Exercise description → Copy the listing from its start through the line containing "<point>123,176</point>", both ends included, keeping all text and shifting every x and y coordinate in the points up by 67. Leave out the pictures.

══ Task inputs

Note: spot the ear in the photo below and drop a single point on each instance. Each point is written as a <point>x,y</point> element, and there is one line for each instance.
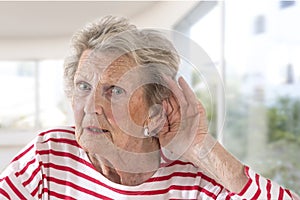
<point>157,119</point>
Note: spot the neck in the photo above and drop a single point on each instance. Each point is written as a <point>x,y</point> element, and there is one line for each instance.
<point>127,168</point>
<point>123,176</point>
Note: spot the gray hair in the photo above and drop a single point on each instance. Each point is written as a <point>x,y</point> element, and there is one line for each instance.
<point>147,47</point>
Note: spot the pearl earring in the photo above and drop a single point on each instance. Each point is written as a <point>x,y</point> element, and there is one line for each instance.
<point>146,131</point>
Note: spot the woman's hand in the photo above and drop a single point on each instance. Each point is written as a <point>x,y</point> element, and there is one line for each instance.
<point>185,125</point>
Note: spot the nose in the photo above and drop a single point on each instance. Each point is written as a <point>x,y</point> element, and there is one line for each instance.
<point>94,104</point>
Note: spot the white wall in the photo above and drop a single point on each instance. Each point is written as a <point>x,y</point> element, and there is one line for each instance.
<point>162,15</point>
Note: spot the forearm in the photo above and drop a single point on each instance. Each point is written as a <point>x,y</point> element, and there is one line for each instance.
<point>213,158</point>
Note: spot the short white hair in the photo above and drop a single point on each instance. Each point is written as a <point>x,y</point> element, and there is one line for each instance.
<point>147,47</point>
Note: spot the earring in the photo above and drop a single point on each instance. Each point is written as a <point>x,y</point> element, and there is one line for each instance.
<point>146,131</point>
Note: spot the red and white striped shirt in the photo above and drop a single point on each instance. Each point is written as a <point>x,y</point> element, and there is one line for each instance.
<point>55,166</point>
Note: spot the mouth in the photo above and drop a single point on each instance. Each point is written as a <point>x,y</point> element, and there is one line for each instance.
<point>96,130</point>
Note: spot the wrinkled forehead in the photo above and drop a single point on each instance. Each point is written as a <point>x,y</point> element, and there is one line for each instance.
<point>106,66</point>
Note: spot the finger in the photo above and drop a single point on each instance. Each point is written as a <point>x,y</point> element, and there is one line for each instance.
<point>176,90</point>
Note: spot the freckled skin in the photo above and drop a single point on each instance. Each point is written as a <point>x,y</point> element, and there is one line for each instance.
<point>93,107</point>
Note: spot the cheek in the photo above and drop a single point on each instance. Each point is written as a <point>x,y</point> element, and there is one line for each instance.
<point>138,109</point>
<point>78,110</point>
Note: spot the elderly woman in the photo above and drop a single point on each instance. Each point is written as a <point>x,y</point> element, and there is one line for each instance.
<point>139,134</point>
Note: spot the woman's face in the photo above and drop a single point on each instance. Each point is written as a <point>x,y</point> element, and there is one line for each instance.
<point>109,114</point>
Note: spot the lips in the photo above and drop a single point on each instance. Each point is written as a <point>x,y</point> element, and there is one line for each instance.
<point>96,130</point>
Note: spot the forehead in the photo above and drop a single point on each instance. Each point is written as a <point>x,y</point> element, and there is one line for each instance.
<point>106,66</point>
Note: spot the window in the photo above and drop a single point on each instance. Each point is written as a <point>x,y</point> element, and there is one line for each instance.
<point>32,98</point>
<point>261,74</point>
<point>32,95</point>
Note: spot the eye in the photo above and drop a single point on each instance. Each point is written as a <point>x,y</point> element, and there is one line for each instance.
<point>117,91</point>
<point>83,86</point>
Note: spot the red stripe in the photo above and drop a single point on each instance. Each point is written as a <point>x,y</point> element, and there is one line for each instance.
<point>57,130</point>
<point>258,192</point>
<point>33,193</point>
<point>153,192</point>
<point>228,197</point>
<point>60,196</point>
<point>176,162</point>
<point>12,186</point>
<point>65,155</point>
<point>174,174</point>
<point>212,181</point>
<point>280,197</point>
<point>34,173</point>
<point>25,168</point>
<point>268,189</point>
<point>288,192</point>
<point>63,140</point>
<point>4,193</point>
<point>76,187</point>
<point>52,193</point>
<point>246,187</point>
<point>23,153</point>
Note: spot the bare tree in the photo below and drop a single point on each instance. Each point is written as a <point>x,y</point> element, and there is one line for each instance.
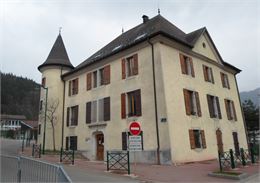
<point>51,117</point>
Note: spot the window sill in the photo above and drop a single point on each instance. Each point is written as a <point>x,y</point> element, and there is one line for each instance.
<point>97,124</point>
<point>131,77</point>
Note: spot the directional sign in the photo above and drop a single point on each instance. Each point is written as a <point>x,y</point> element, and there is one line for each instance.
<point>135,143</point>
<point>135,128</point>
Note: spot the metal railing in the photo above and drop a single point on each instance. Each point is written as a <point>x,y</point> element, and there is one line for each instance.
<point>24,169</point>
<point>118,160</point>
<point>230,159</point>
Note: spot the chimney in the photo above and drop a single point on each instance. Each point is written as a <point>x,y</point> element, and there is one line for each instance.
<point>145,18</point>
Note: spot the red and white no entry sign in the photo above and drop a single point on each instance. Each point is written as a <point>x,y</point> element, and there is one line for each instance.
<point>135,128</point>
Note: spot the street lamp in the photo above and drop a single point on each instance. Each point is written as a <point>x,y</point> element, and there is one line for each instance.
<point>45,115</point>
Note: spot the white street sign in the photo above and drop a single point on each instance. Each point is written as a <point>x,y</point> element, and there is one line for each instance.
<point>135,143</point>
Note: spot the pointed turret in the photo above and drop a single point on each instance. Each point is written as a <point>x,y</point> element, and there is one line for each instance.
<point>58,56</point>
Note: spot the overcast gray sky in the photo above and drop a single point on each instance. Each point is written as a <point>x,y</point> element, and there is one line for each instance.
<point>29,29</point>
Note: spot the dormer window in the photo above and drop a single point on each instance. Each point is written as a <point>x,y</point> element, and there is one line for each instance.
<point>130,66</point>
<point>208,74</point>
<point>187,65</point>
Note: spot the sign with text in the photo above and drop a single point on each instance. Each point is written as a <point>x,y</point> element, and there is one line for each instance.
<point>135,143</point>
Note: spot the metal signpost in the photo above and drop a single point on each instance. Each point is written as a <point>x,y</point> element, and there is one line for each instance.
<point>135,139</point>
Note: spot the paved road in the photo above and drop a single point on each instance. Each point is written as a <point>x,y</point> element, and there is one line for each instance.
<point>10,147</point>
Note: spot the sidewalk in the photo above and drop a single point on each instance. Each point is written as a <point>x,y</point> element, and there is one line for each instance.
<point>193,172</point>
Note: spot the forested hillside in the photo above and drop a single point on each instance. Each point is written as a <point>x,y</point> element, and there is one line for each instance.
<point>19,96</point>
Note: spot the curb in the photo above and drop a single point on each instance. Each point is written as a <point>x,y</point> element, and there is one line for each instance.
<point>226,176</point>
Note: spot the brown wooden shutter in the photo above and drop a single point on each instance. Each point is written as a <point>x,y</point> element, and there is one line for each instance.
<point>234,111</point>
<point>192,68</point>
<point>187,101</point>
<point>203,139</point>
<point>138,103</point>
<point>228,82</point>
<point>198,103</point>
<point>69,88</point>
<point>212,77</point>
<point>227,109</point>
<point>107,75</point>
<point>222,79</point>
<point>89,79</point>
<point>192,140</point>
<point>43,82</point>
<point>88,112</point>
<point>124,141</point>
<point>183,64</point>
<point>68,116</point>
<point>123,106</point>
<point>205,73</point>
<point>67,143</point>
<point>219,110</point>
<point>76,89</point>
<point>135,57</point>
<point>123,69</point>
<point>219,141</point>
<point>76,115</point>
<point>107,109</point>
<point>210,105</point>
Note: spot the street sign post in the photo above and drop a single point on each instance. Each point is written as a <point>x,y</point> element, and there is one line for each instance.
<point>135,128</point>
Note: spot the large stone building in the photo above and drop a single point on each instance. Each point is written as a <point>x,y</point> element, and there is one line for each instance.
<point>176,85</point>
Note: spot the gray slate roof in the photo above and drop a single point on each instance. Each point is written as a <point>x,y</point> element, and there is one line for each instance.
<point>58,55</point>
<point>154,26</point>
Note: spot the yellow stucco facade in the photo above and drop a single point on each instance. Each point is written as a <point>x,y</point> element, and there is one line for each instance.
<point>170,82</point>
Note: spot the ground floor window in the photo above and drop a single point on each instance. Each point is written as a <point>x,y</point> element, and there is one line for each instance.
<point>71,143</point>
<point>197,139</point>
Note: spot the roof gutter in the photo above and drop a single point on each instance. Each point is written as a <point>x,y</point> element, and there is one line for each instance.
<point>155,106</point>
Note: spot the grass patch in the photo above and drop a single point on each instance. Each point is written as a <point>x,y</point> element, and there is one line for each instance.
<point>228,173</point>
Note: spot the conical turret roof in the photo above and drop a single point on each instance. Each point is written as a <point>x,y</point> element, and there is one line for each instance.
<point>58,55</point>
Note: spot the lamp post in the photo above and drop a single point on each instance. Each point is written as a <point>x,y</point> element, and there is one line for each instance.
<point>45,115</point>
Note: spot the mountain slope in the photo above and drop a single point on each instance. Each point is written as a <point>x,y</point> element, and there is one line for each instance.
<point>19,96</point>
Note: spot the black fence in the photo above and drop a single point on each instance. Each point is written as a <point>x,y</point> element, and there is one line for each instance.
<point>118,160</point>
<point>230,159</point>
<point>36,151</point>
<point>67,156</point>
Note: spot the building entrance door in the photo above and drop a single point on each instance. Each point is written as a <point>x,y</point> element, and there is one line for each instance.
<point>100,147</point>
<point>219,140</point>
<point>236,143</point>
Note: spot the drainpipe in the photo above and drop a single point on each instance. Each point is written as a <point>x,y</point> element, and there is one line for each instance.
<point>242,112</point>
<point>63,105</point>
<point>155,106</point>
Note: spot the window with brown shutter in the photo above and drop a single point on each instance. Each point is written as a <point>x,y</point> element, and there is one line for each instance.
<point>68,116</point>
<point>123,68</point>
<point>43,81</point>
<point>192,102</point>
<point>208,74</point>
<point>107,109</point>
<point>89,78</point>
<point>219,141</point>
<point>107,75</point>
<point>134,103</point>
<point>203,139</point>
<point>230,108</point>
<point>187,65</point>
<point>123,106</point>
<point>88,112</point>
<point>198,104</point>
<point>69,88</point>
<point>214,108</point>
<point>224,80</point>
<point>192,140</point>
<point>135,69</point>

════

Exercise response →
Note: spot the ear in the photo below and drop a single point on each instance. Each point is written as a <point>x,y</point> element, and there is one line for each instance.
<point>224,186</point>
Note: spot the neck in the photo above and drop a single point on each instance. Each point is written as a <point>x,y</point> element, and there is one line for each instance.
<point>194,235</point>
<point>190,243</point>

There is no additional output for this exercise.